■ PROBLEM REQUIREMENTS ■
Find how many lines of the entries contain the word "plant", then report that figure alone.

==================================================

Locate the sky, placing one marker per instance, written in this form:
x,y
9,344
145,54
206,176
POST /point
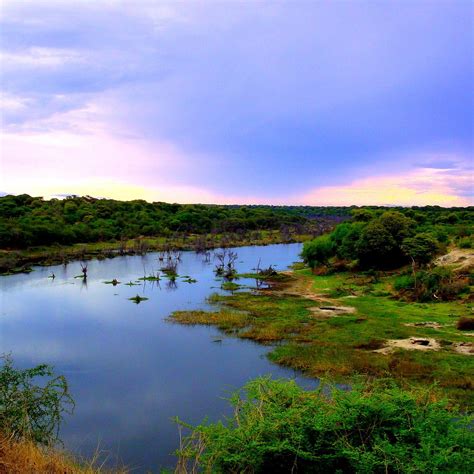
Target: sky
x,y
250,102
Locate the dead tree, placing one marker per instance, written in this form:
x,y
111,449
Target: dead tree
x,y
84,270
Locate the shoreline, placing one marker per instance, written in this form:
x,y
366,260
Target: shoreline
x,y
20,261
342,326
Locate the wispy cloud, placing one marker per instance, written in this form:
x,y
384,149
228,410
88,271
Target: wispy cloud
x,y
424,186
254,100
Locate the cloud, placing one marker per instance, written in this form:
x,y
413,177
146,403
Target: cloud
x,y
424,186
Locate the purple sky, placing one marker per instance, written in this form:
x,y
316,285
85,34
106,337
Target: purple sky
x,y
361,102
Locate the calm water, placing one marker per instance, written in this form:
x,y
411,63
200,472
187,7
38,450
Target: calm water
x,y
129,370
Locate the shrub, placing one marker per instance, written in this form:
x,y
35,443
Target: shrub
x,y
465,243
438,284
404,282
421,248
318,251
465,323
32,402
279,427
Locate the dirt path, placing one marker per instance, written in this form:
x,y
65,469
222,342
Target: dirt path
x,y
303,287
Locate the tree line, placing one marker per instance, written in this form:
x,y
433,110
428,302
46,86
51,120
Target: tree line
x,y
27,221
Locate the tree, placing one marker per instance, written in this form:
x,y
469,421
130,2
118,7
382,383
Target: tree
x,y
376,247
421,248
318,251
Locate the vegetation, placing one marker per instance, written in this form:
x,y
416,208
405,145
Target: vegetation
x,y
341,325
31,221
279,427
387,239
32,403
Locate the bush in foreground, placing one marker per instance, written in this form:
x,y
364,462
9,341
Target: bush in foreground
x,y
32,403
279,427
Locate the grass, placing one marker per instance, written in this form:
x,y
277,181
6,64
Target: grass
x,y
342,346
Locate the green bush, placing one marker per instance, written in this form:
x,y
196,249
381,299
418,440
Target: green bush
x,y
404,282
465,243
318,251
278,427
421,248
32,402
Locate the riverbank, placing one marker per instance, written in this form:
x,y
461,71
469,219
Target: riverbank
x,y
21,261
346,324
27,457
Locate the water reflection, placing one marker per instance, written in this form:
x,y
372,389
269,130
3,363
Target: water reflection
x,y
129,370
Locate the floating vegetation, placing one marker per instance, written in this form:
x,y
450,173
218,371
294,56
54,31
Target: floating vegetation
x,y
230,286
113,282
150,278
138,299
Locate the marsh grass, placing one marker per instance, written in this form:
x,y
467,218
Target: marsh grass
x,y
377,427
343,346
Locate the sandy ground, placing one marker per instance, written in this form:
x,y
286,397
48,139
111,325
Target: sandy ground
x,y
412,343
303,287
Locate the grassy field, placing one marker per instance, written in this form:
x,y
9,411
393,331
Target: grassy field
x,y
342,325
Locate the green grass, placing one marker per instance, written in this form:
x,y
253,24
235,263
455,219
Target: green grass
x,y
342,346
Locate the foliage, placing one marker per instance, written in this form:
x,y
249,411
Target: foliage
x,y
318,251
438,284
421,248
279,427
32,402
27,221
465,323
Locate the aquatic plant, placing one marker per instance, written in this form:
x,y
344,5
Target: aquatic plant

==================================================

■ EXPECTED OUTPUT ■
2